- Material for this task

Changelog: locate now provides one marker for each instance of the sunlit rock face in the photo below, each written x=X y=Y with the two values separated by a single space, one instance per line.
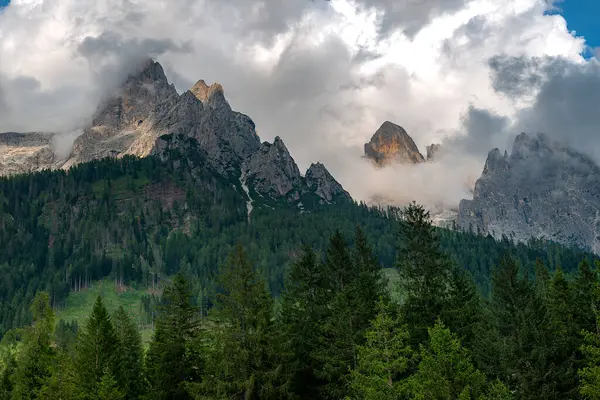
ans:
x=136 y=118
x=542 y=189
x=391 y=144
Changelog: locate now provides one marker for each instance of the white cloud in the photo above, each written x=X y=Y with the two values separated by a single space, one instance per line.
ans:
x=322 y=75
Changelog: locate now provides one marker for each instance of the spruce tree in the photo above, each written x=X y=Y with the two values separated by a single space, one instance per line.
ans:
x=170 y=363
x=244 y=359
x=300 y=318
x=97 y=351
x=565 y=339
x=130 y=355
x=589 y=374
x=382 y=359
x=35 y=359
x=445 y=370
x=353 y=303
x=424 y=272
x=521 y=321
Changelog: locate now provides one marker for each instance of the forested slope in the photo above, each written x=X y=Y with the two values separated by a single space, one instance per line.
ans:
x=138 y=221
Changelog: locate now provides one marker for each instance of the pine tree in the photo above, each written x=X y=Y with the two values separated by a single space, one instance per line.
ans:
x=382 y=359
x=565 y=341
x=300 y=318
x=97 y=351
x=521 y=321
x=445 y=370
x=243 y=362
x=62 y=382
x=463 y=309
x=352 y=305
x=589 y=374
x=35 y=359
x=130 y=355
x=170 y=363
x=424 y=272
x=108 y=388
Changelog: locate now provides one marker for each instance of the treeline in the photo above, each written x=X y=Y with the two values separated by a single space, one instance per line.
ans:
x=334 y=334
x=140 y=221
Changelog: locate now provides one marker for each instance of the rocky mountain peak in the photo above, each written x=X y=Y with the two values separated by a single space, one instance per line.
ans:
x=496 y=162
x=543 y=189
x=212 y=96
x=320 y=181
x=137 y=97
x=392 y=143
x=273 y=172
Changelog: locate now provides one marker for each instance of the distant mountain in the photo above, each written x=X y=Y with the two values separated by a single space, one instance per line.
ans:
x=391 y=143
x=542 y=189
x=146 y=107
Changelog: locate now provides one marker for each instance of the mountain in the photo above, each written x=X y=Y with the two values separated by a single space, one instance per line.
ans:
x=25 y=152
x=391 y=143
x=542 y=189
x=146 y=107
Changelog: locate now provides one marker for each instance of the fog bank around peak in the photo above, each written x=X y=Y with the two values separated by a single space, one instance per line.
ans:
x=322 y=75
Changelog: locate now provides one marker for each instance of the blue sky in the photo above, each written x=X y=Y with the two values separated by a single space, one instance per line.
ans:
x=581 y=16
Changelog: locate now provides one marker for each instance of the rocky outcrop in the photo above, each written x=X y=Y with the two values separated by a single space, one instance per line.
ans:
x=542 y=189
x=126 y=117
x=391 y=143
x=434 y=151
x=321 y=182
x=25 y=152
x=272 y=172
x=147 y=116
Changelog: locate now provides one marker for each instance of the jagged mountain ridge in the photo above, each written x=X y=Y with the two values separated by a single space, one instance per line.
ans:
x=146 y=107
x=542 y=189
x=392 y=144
* * *
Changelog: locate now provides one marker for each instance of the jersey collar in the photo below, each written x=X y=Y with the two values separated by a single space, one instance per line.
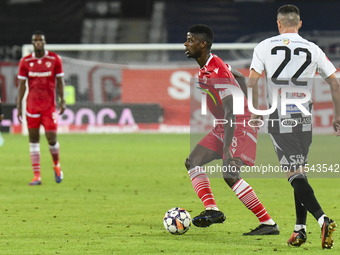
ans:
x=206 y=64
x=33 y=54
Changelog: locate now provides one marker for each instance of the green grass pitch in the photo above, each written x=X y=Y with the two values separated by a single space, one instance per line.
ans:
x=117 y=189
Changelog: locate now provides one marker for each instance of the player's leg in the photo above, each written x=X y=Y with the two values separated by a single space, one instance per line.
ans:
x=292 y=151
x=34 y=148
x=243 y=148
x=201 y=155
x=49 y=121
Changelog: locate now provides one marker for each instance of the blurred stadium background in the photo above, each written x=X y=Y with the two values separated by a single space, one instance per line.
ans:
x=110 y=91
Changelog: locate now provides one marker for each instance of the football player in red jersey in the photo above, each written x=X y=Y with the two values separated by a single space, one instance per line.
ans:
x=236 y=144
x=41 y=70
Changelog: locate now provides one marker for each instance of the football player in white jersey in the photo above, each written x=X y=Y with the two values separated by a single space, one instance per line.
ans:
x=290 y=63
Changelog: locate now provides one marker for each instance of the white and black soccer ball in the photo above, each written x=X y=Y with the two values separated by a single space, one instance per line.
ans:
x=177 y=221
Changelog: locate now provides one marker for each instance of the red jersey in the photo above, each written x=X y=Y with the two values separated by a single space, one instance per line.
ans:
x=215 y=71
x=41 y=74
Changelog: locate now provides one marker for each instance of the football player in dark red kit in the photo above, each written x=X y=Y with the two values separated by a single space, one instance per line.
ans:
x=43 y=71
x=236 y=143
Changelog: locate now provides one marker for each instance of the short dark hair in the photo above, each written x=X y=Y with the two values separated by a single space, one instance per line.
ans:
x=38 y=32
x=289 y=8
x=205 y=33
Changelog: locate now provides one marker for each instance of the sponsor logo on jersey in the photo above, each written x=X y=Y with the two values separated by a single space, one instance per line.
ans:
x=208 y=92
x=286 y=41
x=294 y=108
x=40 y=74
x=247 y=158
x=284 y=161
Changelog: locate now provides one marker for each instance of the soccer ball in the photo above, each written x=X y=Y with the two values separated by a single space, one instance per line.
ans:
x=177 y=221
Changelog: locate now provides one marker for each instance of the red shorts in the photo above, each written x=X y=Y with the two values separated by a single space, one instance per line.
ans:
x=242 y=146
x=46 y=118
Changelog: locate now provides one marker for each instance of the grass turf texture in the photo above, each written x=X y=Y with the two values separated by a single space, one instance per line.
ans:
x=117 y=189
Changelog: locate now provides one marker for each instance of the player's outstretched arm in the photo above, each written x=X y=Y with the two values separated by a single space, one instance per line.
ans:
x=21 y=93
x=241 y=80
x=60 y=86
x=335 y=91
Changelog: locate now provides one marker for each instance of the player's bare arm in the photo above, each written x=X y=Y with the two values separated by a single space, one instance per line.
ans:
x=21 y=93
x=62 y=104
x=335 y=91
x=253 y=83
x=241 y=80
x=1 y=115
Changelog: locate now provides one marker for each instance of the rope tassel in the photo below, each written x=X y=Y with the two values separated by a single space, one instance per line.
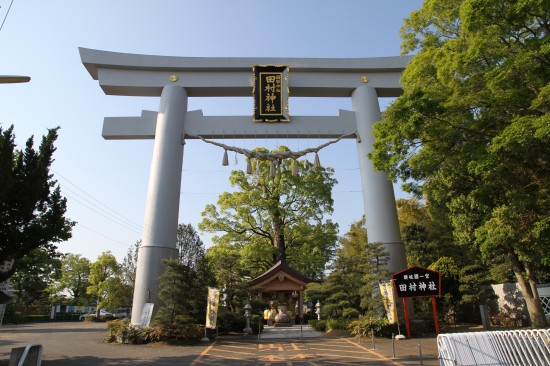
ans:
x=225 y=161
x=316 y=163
...
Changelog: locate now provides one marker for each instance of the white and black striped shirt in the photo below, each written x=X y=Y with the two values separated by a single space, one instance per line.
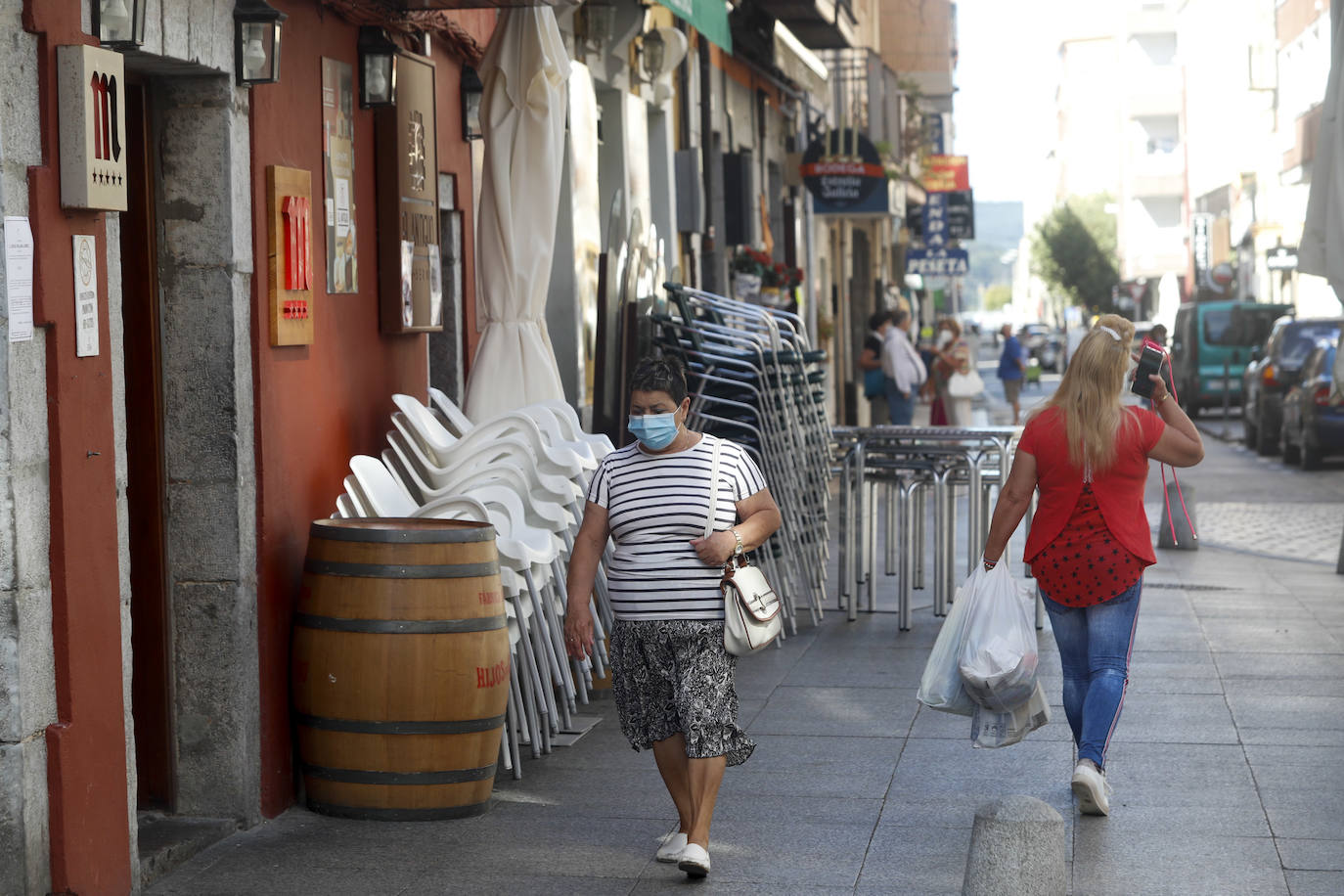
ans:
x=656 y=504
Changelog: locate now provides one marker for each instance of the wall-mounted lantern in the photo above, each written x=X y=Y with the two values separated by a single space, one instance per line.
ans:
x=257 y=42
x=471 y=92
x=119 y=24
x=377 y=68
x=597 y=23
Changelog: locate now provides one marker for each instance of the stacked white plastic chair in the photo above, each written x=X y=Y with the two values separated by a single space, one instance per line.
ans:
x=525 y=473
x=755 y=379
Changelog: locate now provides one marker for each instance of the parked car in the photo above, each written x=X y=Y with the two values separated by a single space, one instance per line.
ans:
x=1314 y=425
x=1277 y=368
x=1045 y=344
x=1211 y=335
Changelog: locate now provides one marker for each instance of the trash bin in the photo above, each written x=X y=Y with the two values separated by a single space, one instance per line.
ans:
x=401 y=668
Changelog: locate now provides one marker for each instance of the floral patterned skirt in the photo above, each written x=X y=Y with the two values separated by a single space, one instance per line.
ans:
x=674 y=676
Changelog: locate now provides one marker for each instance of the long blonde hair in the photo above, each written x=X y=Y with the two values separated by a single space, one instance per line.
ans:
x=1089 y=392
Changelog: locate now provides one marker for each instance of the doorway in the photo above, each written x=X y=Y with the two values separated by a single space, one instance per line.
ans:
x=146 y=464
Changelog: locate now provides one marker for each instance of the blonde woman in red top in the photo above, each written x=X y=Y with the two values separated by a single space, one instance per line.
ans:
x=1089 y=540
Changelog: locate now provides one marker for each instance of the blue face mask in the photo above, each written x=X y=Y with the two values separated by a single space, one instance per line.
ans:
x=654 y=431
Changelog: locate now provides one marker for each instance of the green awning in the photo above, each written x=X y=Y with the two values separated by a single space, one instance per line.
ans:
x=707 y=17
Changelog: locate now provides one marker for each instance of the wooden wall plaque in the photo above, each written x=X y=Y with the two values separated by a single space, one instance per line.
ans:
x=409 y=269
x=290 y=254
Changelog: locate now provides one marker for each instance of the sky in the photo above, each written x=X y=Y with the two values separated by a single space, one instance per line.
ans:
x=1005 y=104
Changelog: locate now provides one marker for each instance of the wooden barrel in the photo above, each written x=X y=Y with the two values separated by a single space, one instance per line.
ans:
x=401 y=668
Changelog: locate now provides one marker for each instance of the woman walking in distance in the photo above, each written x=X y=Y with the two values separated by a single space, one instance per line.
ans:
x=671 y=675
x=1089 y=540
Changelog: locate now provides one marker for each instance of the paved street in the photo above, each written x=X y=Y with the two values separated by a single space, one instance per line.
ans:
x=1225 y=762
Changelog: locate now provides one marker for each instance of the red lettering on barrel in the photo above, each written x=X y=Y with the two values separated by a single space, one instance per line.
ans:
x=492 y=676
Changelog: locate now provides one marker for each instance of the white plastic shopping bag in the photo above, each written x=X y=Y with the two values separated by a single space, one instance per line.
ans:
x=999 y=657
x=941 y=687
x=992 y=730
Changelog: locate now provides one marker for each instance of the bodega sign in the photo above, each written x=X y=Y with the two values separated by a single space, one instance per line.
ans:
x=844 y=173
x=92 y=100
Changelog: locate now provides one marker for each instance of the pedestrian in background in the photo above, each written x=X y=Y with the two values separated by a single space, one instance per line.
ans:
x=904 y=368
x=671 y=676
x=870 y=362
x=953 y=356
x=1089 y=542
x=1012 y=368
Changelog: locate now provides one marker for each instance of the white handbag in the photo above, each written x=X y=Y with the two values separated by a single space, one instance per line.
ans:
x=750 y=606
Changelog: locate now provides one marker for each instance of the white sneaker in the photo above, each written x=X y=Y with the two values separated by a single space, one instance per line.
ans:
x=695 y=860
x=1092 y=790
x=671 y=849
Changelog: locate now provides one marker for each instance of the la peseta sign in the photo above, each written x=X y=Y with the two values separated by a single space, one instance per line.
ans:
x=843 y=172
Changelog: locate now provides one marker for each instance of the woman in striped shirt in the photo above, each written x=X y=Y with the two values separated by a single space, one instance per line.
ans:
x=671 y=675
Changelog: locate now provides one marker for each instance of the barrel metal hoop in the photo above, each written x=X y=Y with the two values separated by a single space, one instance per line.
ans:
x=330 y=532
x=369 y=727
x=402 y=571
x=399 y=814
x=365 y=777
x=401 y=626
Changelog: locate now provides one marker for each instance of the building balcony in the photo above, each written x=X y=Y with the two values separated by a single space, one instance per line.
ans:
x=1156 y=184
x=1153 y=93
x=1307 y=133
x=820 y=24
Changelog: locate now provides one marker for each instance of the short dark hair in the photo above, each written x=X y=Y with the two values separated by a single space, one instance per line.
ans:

- What is expected
Recast everything in the entries above, from the line that contains "of the sunlit" down to the line that contains "x=391 y=144", as a numbered list. Include both of those lines, skip any blank lines, and leave the pictures out.

- Full response
1. Changelog: locate now provides one marker for each instance of the sunlit rock face in the photo below, each written x=X y=Y with the two values separated by a single space, one instance per line.
2. ans:
3. x=136 y=118
4. x=542 y=189
5. x=391 y=144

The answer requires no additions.